What the task asks: Write out the listing below line for line, beginning at its first line and ending after the line that contains "positive clicks: (429, 328) (383, 256)". Leave the picture out of your answer.

BEGIN

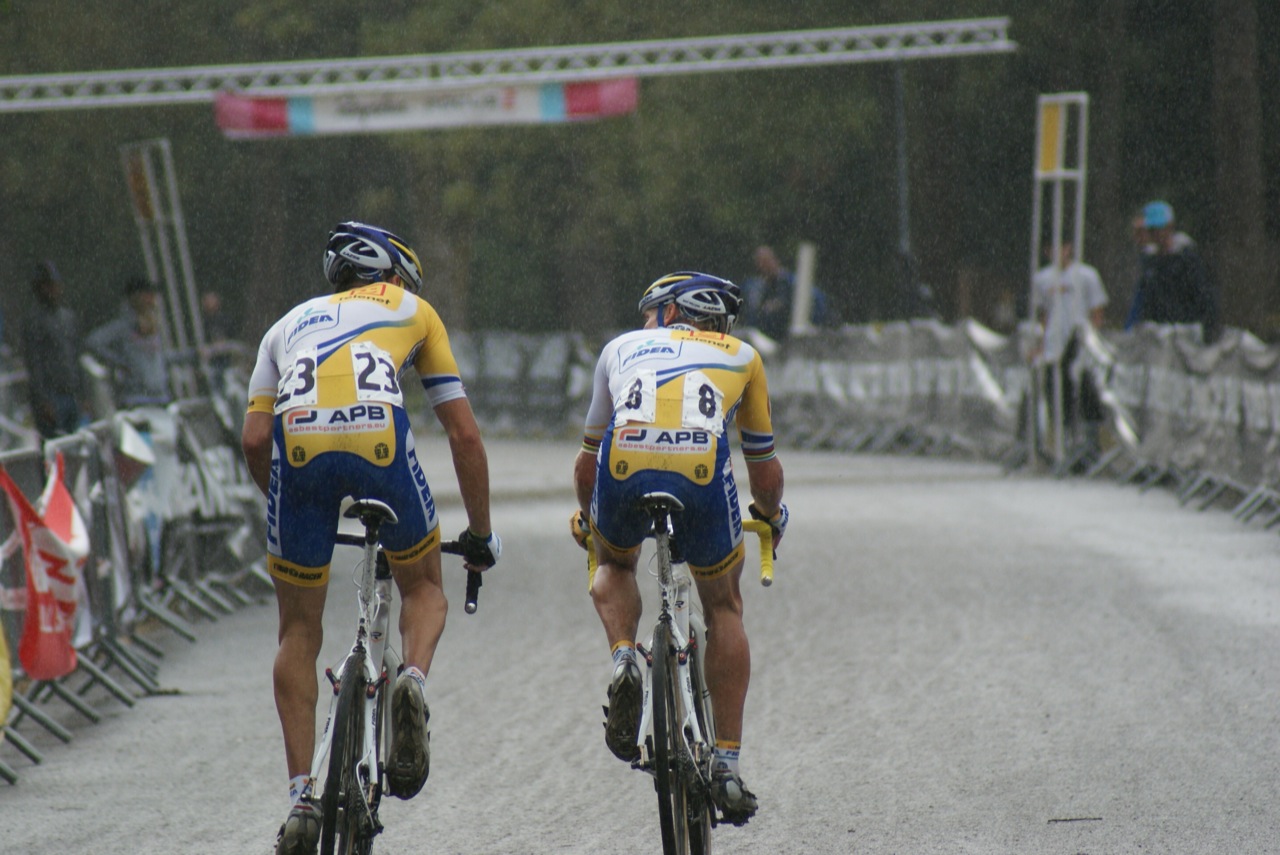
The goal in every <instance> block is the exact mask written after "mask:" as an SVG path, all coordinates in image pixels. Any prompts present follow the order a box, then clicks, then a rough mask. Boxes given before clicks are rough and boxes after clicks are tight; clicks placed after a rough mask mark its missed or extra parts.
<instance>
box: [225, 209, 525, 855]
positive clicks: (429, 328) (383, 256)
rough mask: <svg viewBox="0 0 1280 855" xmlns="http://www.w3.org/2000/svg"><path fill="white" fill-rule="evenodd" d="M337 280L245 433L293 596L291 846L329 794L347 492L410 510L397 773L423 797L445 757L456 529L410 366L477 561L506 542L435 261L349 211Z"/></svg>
mask: <svg viewBox="0 0 1280 855" xmlns="http://www.w3.org/2000/svg"><path fill="white" fill-rule="evenodd" d="M324 273H325V278H326V279H328V280H329V283H330V284H332V285H333V288H334V293H333V294H329V296H324V297H316V298H312V300H308V301H306V302H303V303H301V305H300V306H296V307H294V308H293V310H291V311H289V312H288V314H285V315H284V317H282V319H280V320H279V321H276V323H275V324H274V325H273V326H271V329H270V330H268V333H266V335H265V337H264V339H262V344H261V347H260V348H259V353H257V364H256V365H255V367H253V374H252V376H251V379H250V390H248V396H250V404H248V413H247V415H246V417H244V429H243V435H242V445H243V451H244V459H246V461H247V463H248V468H250V472H251V474H252V476H253V480H255V483H256V484H257V486H259V488H260V489H261V490H262V493H264V494H266V499H268V506H266V515H268V518H266V530H268V534H266V538H268V570H269V571H270V573H271V576H273V581H274V584H275V599H276V604H278V607H279V650H278V651H276V655H275V668H274V683H275V707H276V712H278V713H279V717H280V728H282V730H283V732H284V754H285V762H287V764H288V771H289V801H291V808H289V815H288V818H287V819H285V822H284V824H283V826H282V827H280V832H279V835H278V837H276V849H275V851H276V855H310V854H311V852H314V851H315V850H316V845H317V841H319V837H320V806H319V804H317V803H316V801H315V799H314V794H312V786H314V782H312V781H311V779H310V777H308V774H310V764H311V759H312V758H311V753H312V750H314V745H315V714H316V713H315V710H316V700H317V696H319V681H317V678H316V658H317V657H319V654H320V643H321V635H323V623H321V618H323V616H324V602H325V591H326V587H328V581H329V563H330V561H332V558H333V547H334V531H335V530H337V523H338V515H339V508H340V503H342V499H343V498H344V497H347V495H351V497H358V498H375V499H379V500H383V502H385V503H387V504H389V506H390V507H392V509H393V511H394V512H396V515H397V517H398V518H399V521H398V522H397V523H396V525H388V526H385V527H384V529H383V531H381V541H383V547H384V548H385V552H387V555H388V558H389V562H390V568H392V575H393V576H394V579H396V585H397V587H398V589H399V595H401V613H399V631H401V644H402V648H403V659H404V669H403V671H402V672H401V673H399V676H397V677H394V680H396V682H394V686H393V689H392V735H390V739H392V742H390V750H389V760H388V768H387V781H388V787H389V791H390V792H392V795H394V796H398V797H401V799H411V797H412V796H415V795H417V792H419V791H420V790H421V788H422V785H424V783H425V782H426V776H428V772H429V767H430V744H429V732H428V719H429V712H428V707H426V700H425V696H424V691H425V683H426V673H428V671H429V668H430V666H431V658H433V655H434V653H435V646H436V643H438V641H439V639H440V634H442V632H443V631H444V619H445V612H447V609H448V603H447V602H445V598H444V589H443V586H442V580H440V550H439V544H440V530H439V523H438V520H436V515H435V502H434V500H433V498H431V491H430V488H429V486H428V483H426V476H425V475H424V472H422V467H421V465H420V463H419V457H417V448H416V444H415V440H413V431H412V429H411V426H410V422H408V413H407V412H406V411H404V401H403V393H402V390H401V385H399V383H401V375H402V374H403V372H406V371H407V370H408V369H410V367H411V366H412V367H413V369H415V370H416V372H417V374H419V376H420V378H421V383H422V388H424V389H425V390H426V396H428V399H429V401H430V403H431V407H433V408H434V411H435V416H436V419H438V420H439V421H440V425H442V426H443V429H444V433H445V435H447V438H448V443H449V451H451V452H452V456H453V468H454V471H456V474H457V479H458V486H460V489H461V491H462V503H463V507H465V508H466V513H467V529H466V530H465V531H463V532H462V535H460V538H458V540H460V543H461V544H462V549H463V559H465V566H466V567H467V570H468V571H481V570H485V568H488V567H492V566H493V564H494V563H497V561H498V558H499V555H500V554H502V541H500V540H499V538H498V535H497V534H494V532H493V529H492V527H490V523H489V463H488V456H486V453H485V448H484V442H483V440H481V438H480V430H479V428H477V425H476V420H475V416H474V415H472V412H471V404H470V403H468V402H467V397H466V392H465V390H463V388H462V380H461V379H460V376H458V367H457V364H456V361H454V358H453V353H452V351H451V349H449V339H448V334H447V333H445V329H444V324H443V323H442V321H440V317H439V315H436V312H435V310H434V308H431V306H430V305H429V303H428V302H426V301H425V300H421V298H419V297H417V293H419V291H420V289H421V287H422V266H421V264H420V262H419V260H417V256H416V255H415V253H413V251H412V250H411V248H410V247H408V246H407V244H406V243H404V242H403V241H402V239H399V238H398V237H396V236H394V234H392V233H390V232H387V230H384V229H380V228H376V227H371V225H365V224H362V223H353V221H352V223H340V224H339V225H337V227H335V228H334V230H333V232H332V233H330V236H329V241H328V244H326V246H325V252H324Z"/></svg>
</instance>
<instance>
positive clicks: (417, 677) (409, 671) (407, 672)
mask: <svg viewBox="0 0 1280 855" xmlns="http://www.w3.org/2000/svg"><path fill="white" fill-rule="evenodd" d="M403 673H406V675H408V676H410V677H412V678H413V682H416V683H417V687H419V689H420V690H421V691H422V698H426V675H425V673H422V672H421V671H420V669H419V667H417V666H406V667H404V672H403Z"/></svg>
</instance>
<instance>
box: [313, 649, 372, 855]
mask: <svg viewBox="0 0 1280 855" xmlns="http://www.w3.org/2000/svg"><path fill="white" fill-rule="evenodd" d="M367 685H369V680H367V677H366V676H365V668H364V662H362V660H361V658H360V657H355V655H352V657H348V658H347V663H346V664H344V666H343V669H342V677H340V689H339V690H338V709H337V712H335V713H334V723H333V737H332V741H330V744H329V771H328V774H326V777H325V785H324V795H323V796H321V797H320V806H321V810H323V822H321V826H320V855H369V852H370V851H371V850H372V835H371V831H370V829H366V828H365V826H366V823H365V814H366V808H365V794H364V791H362V787H364V782H362V781H361V778H360V773H358V771H357V768H356V764H357V763H358V760H360V756H361V753H362V749H364V730H365V690H366V686H367Z"/></svg>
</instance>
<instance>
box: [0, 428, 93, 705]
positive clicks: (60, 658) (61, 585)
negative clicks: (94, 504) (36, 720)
mask: <svg viewBox="0 0 1280 855" xmlns="http://www.w3.org/2000/svg"><path fill="white" fill-rule="evenodd" d="M61 472H63V457H61V454H60V453H59V454H58V458H56V459H55V461H54V467H52V470H51V471H50V480H49V484H47V486H46V488H45V491H44V494H42V495H41V499H40V503H41V506H42V507H44V508H45V512H46V515H47V517H49V521H47V522H46V520H45V518H44V517H42V516H41V515H40V513H38V512H37V511H36V508H33V507H32V506H31V503H29V502H27V497H24V495H23V494H22V490H19V489H18V485H17V484H14V483H13V479H10V477H9V474H8V472H6V471H5V470H4V467H0V488H4V491H5V494H6V495H8V497H9V509H10V511H12V512H13V518H14V523H15V525H17V527H18V532H19V536H20V539H22V552H23V555H24V557H26V563H27V618H26V621H24V622H23V630H22V639H20V640H19V643H18V660H19V662H22V667H23V671H26V672H27V676H29V677H31V678H32V680H56V678H58V677H65V676H67V675H69V673H70V672H72V671H74V669H76V645H74V644H73V643H72V630H73V627H74V616H76V579H77V576H78V573H79V570H81V567H82V566H83V563H84V558H86V557H87V555H88V535H87V530H86V527H84V521H83V520H82V518H81V516H79V512H78V511H77V509H76V503H74V502H73V500H72V497H70V493H68V490H67V486H65V485H64V484H63V477H61Z"/></svg>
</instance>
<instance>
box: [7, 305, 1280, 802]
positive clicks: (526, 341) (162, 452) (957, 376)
mask: <svg viewBox="0 0 1280 855" xmlns="http://www.w3.org/2000/svg"><path fill="white" fill-rule="evenodd" d="M607 338H608V334H604V333H602V335H600V337H599V340H596V342H588V340H586V339H584V338H582V337H579V335H572V334H564V333H550V334H545V335H529V334H511V333H474V334H456V335H454V337H453V339H452V340H453V347H454V352H456V355H457V358H458V364H460V369H461V371H462V375H463V378H465V379H466V381H467V389H468V396H470V398H471V402H472V406H474V408H475V411H476V413H477V417H479V420H480V424H481V426H483V429H484V431H485V433H486V434H488V435H490V436H494V435H516V436H521V438H524V436H529V435H541V436H548V438H556V439H559V440H563V442H567V443H572V442H573V440H575V439H576V438H577V435H579V431H580V430H581V421H582V417H584V415H585V411H586V404H588V399H589V396H590V380H591V374H593V370H594V365H595V358H596V353H598V346H599V344H603V342H604V340H605V339H607ZM1028 352H1029V348H1028V347H1027V340H1025V338H1020V337H1018V335H1014V337H1005V335H998V334H996V333H993V332H992V330H988V329H984V328H982V326H980V325H978V324H975V323H973V321H965V323H961V324H957V325H943V324H938V323H936V321H911V323H897V324H888V325H883V326H846V328H844V329H840V330H823V332H818V333H815V334H812V335H805V337H799V338H795V339H792V340H790V342H786V343H783V344H781V346H778V347H777V348H774V349H771V351H769V356H768V357H767V369H768V374H769V384H771V398H772V401H773V415H774V430H776V433H777V435H778V445H780V448H782V449H783V452H782V453H783V456H785V454H786V449H787V448H826V449H838V451H845V452H850V453H895V454H948V456H955V454H961V456H968V457H973V458H979V459H991V461H1000V462H1002V463H1004V465H1005V467H1006V468H1007V470H1009V471H1012V470H1016V468H1033V470H1044V471H1046V472H1048V474H1052V475H1056V476H1059V477H1068V476H1079V477H1111V479H1115V480H1116V481H1119V483H1124V484H1134V485H1138V486H1139V488H1140V489H1151V488H1155V486H1164V488H1169V489H1174V490H1176V493H1178V495H1179V498H1180V500H1181V502H1183V503H1184V504H1187V506H1190V507H1196V508H1199V509H1207V508H1211V507H1220V508H1225V509H1229V511H1230V512H1231V513H1233V515H1234V516H1235V517H1236V518H1238V520H1240V521H1242V523H1247V525H1261V526H1265V527H1267V529H1270V527H1271V526H1275V525H1277V523H1280V454H1277V449H1280V349H1276V348H1275V347H1270V346H1266V344H1263V343H1262V342H1260V340H1257V339H1256V338H1253V337H1252V335H1249V334H1248V333H1245V332H1243V330H1228V332H1226V333H1225V334H1224V335H1222V337H1221V338H1220V339H1219V340H1217V342H1215V343H1213V344H1212V346H1204V344H1203V343H1202V342H1201V340H1199V335H1198V332H1197V330H1196V329H1192V328H1178V326H1153V325H1148V326H1144V328H1142V329H1139V330H1137V332H1135V333H1130V334H1123V335H1121V334H1114V335H1106V337H1097V335H1094V337H1093V338H1092V339H1089V340H1088V342H1087V346H1085V347H1083V348H1080V353H1082V356H1080V358H1079V361H1078V362H1076V364H1075V365H1073V366H1064V370H1069V371H1073V372H1075V374H1076V375H1083V374H1084V372H1088V374H1089V375H1091V376H1092V378H1093V379H1094V381H1096V384H1097V387H1098V389H1100V390H1101V397H1102V401H1103V403H1105V406H1106V412H1107V426H1106V430H1105V433H1103V435H1102V444H1101V447H1098V448H1093V449H1092V453H1089V454H1084V453H1083V452H1082V451H1080V448H1079V447H1073V445H1069V447H1068V448H1069V453H1068V454H1066V457H1055V456H1053V454H1052V453H1051V452H1050V451H1048V449H1050V447H1051V445H1056V444H1051V443H1048V442H1047V439H1048V438H1050V436H1052V435H1053V433H1055V431H1059V430H1064V428H1062V426H1061V425H1059V424H1056V420H1055V419H1053V417H1052V413H1051V412H1050V411H1048V410H1047V407H1046V404H1044V402H1043V397H1042V396H1038V394H1037V390H1038V389H1039V388H1041V380H1039V378H1038V376H1037V371H1036V370H1033V369H1032V367H1030V366H1029V365H1028V362H1027V358H1025V355H1027V353H1028ZM20 384H22V372H20V371H17V370H13V369H5V367H4V366H3V365H0V404H3V413H4V417H3V419H0V466H3V467H4V470H5V471H6V472H8V474H9V475H10V477H12V479H13V480H14V481H15V484H17V485H18V488H19V489H20V490H22V491H23V494H24V495H26V497H36V495H38V494H40V493H41V490H42V488H44V485H45V480H46V467H47V465H49V463H50V462H51V461H52V459H54V458H55V457H56V456H58V454H61V457H63V459H64V465H65V479H64V481H65V484H67V486H68V489H69V490H70V493H72V495H73V498H74V502H76V504H77V507H78V509H79V512H81V513H82V516H83V518H84V520H86V523H87V530H88V540H90V555H88V559H87V562H86V564H84V568H83V573H82V576H83V585H82V589H83V590H82V600H81V603H79V607H78V609H77V612H78V619H77V625H76V632H74V644H76V649H77V653H78V664H77V667H76V671H74V672H72V673H70V675H67V676H65V677H63V678H59V680H52V681H32V680H29V678H27V677H26V676H24V675H23V672H22V663H20V662H19V658H18V657H17V655H15V650H17V645H15V640H17V639H19V636H20V635H22V630H23V622H24V619H26V608H24V607H26V603H24V599H23V594H24V593H26V568H24V562H23V557H22V552H20V550H19V549H17V548H15V547H14V545H13V540H12V539H10V535H12V534H13V532H14V523H13V520H12V518H10V515H8V513H0V543H4V541H8V544H9V547H8V549H5V550H3V552H0V554H3V563H0V628H3V630H4V632H5V636H6V637H8V639H9V640H10V644H9V650H10V659H12V660H13V662H12V664H13V673H14V683H13V685H14V692H13V707H12V709H10V712H9V717H8V722H6V726H5V728H4V742H6V744H9V745H12V746H14V747H15V749H17V751H18V753H19V754H22V755H24V756H26V758H27V759H29V760H31V762H32V763H38V762H40V759H41V753H40V750H38V747H37V746H36V745H35V744H33V742H32V741H31V740H29V739H27V735H29V733H31V732H32V731H31V728H33V727H40V728H44V730H45V731H47V732H49V733H52V735H54V736H55V737H56V740H60V741H70V740H72V739H73V731H72V730H70V728H68V727H67V723H68V721H69V719H70V721H74V719H77V718H83V719H87V721H97V719H99V717H100V715H101V713H100V705H101V704H123V705H124V707H133V705H134V704H136V703H137V701H138V700H140V699H141V698H145V696H147V695H150V694H155V692H157V691H161V689H160V683H159V680H157V673H159V666H160V660H161V658H163V654H164V651H163V644H160V641H163V640H164V636H165V635H170V636H178V637H180V639H186V640H187V641H196V640H197V637H198V632H197V626H198V625H200V623H201V622H204V621H216V619H219V618H220V617H221V616H224V614H227V613H230V612H233V611H234V609H237V608H241V607H243V605H247V604H252V603H256V602H261V600H265V599H266V598H268V596H269V591H270V579H269V577H268V575H266V572H265V561H264V559H265V555H264V552H265V507H264V500H262V498H261V495H260V493H259V491H257V489H256V486H255V485H253V484H252V481H251V479H250V477H248V474H247V470H246V467H244V463H243V459H242V456H241V451H239V430H241V419H242V412H243V402H244V399H246V397H244V378H243V366H241V369H239V370H237V369H234V367H233V369H228V370H227V371H224V372H221V374H220V375H218V376H216V378H207V379H206V383H205V384H204V385H205V387H206V389H205V394H204V396H202V397H200V398H191V399H183V401H179V402H177V403H173V404H170V406H168V407H160V408H141V410H128V411H120V412H114V413H111V415H110V416H108V417H104V419H101V420H99V421H96V422H93V424H90V425H87V426H84V428H82V429H81V430H78V431H77V433H74V434H72V435H69V436H64V438H59V439H56V440H51V442H49V443H45V444H44V447H40V444H38V439H37V438H36V435H35V433H33V431H31V429H29V428H27V426H26V425H27V424H29V417H28V416H27V413H26V412H24V396H23V394H22V388H20ZM420 406H422V407H424V408H425V406H426V402H425V397H424V398H422V401H421V404H420ZM422 415H424V416H426V417H424V419H420V420H419V421H417V424H419V426H420V429H422V430H430V424H431V419H430V417H429V415H428V413H422ZM0 777H4V778H6V779H9V781H10V782H13V781H15V779H17V777H18V772H17V769H15V767H13V765H12V764H10V763H8V762H6V760H5V758H4V755H3V754H0Z"/></svg>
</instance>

END

Reply:
The goal in every <instance> block is the exact mask written after "mask:" as an SVG path, all coordinates in image pixels. Any prompts present follow the order a box, then clicks, then a rough mask. Boxes given before clicks are rough and boxes after clicks are tight; clicks placed after a rough mask mark its missed or extra parts.
<instance>
box: [225, 209, 525, 855]
positive clicks: (429, 328) (383, 256)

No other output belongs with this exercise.